### Exercise
Tally up every line in the records beneath that has "Target", and write down only the total.

### Given information
=-=-=

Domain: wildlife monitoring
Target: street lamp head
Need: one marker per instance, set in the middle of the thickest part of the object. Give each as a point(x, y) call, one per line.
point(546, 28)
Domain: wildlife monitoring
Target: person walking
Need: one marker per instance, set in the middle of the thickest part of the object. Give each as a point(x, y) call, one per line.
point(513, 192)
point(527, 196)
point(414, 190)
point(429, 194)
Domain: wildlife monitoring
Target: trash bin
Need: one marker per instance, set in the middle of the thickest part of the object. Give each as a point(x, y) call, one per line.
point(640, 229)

=-=-=

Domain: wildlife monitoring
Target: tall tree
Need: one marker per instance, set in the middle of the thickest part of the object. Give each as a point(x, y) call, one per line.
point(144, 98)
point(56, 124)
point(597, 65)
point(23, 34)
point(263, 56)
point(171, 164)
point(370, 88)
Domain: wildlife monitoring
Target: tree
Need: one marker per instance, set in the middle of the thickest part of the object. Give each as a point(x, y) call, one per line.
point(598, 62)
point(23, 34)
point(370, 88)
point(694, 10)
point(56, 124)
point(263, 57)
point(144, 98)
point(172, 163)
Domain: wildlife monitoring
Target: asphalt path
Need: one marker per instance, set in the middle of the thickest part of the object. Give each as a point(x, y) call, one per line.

=-=-=

### Result
6